Saved entries

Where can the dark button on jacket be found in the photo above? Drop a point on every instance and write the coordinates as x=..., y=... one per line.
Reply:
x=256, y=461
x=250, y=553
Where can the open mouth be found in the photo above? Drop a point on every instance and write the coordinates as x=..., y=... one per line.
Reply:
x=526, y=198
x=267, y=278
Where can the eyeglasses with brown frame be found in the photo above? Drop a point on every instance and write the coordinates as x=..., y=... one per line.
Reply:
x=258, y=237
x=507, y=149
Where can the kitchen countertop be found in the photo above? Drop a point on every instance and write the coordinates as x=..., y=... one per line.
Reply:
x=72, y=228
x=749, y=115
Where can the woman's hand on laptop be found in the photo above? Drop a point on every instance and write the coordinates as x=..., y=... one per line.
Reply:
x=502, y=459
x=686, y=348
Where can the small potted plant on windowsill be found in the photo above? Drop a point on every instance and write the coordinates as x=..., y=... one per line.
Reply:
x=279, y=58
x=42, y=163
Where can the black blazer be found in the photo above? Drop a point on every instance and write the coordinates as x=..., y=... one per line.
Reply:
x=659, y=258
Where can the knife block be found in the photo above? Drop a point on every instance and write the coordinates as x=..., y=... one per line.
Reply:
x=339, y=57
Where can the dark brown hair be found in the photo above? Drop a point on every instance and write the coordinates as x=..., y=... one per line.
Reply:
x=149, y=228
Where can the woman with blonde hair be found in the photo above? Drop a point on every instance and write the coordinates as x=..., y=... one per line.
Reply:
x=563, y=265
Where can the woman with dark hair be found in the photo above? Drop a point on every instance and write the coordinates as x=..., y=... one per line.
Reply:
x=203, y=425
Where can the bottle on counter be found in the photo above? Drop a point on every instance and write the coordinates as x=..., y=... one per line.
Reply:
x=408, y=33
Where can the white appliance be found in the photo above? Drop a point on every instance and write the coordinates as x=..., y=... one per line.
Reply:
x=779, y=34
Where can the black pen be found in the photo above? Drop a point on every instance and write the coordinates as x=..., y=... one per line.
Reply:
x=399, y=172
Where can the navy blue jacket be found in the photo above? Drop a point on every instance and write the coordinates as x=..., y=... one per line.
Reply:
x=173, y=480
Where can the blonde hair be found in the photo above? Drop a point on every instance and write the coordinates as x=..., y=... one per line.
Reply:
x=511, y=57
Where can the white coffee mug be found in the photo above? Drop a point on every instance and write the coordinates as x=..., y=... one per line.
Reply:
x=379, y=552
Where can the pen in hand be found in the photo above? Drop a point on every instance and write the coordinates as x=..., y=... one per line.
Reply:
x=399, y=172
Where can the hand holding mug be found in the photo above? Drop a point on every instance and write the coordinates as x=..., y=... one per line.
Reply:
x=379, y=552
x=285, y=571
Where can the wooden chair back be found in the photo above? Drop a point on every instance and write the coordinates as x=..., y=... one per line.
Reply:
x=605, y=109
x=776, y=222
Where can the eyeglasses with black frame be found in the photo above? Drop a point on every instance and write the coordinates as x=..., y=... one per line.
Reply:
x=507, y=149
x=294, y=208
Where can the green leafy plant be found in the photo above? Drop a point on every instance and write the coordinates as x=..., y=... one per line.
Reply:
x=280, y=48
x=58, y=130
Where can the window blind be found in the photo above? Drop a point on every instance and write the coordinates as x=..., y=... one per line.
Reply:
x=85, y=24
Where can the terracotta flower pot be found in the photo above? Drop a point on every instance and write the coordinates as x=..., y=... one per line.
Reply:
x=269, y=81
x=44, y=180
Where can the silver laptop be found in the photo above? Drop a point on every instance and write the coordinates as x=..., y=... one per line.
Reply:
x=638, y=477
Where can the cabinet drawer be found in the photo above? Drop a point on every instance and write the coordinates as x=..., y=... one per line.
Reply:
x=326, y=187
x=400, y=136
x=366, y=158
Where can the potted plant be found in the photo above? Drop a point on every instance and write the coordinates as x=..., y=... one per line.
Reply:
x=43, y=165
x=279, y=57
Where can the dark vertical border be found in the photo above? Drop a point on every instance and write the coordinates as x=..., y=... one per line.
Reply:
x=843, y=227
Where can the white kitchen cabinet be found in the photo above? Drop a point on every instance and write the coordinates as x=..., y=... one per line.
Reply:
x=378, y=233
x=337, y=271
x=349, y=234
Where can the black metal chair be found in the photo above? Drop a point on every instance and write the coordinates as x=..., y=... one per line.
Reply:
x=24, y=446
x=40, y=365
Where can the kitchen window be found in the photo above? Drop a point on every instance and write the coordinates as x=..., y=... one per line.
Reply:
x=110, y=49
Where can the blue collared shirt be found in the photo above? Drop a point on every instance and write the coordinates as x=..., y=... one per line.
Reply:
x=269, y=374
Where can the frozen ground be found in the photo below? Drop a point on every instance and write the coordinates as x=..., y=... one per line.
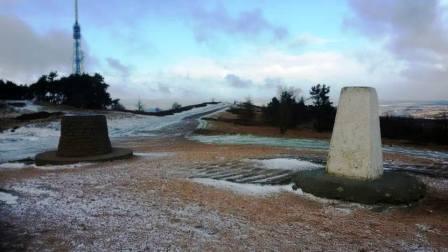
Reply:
x=247, y=189
x=313, y=144
x=285, y=164
x=27, y=141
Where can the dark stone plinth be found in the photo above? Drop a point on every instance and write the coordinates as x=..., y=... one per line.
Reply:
x=390, y=188
x=83, y=139
x=51, y=157
x=84, y=136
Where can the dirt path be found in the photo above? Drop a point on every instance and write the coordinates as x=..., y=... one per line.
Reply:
x=147, y=203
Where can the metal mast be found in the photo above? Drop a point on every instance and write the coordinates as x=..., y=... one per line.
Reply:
x=77, y=53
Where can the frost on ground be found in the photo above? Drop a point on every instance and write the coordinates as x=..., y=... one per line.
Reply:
x=285, y=164
x=153, y=154
x=107, y=207
x=312, y=144
x=27, y=141
x=8, y=198
x=19, y=165
x=247, y=189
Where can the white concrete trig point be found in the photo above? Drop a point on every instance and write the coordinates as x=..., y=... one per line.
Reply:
x=355, y=148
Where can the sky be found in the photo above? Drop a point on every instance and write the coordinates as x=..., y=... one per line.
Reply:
x=192, y=51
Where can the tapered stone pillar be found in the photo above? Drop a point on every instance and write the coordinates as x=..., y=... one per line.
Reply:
x=83, y=139
x=355, y=148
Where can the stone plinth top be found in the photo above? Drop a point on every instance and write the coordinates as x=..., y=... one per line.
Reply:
x=83, y=136
x=83, y=139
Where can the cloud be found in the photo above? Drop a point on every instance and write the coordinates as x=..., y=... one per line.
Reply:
x=248, y=24
x=307, y=39
x=415, y=33
x=116, y=65
x=25, y=54
x=237, y=82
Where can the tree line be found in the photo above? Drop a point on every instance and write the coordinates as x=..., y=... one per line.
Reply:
x=288, y=111
x=80, y=91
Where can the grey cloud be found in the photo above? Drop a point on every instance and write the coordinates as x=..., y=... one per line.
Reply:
x=415, y=33
x=237, y=82
x=25, y=54
x=274, y=82
x=250, y=23
x=119, y=67
x=163, y=88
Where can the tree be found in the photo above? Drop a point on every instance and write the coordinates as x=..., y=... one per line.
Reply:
x=247, y=111
x=323, y=110
x=116, y=105
x=287, y=101
x=319, y=95
x=139, y=106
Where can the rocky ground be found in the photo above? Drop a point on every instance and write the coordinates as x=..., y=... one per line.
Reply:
x=150, y=203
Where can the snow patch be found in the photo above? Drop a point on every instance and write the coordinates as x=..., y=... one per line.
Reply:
x=153, y=154
x=25, y=142
x=8, y=198
x=312, y=144
x=247, y=189
x=32, y=190
x=285, y=164
x=13, y=166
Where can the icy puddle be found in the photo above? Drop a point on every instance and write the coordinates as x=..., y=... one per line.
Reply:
x=246, y=189
x=253, y=172
x=314, y=144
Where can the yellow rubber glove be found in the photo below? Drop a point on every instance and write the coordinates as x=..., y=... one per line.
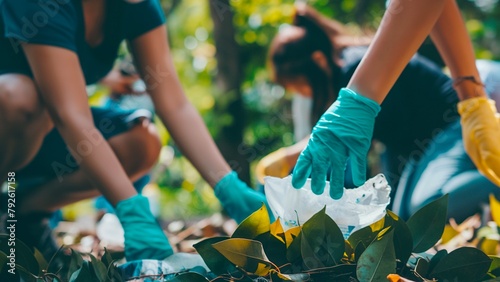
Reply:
x=481, y=133
x=275, y=164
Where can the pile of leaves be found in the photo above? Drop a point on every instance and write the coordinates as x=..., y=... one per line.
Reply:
x=388, y=250
x=317, y=251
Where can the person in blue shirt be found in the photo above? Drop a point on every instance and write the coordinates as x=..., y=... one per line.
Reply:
x=344, y=131
x=418, y=123
x=49, y=51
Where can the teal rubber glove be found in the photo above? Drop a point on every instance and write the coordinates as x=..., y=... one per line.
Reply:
x=239, y=200
x=144, y=238
x=344, y=131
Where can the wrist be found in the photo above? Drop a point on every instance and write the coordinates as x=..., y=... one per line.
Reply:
x=470, y=105
x=226, y=180
x=352, y=98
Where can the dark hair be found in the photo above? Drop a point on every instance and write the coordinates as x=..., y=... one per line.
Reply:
x=293, y=58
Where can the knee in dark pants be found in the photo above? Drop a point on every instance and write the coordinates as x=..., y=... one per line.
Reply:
x=150, y=138
x=138, y=149
x=21, y=105
x=23, y=121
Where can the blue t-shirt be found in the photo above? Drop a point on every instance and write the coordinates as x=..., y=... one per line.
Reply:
x=61, y=23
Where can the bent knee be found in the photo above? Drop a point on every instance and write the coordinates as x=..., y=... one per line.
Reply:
x=20, y=101
x=148, y=135
x=138, y=149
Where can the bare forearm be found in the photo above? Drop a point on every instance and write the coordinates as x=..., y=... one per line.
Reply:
x=404, y=27
x=96, y=159
x=454, y=44
x=60, y=80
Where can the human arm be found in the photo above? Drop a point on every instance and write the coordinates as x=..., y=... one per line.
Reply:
x=59, y=78
x=335, y=137
x=479, y=117
x=152, y=56
x=61, y=83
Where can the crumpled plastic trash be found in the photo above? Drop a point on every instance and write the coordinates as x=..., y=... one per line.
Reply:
x=358, y=207
x=110, y=231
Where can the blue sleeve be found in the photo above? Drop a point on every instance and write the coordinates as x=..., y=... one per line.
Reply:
x=143, y=17
x=41, y=22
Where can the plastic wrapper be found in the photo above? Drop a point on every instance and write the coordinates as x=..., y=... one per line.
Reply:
x=153, y=270
x=358, y=207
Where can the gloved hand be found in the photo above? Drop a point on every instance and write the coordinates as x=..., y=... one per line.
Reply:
x=239, y=200
x=144, y=238
x=345, y=130
x=275, y=164
x=481, y=134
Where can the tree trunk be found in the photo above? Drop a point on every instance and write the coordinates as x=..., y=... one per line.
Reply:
x=228, y=80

» TASK STATEMENT
Within the entries above, some lines may contain "hand". Report how many, and nothing else.

» ANSWER TO THIS TASK
4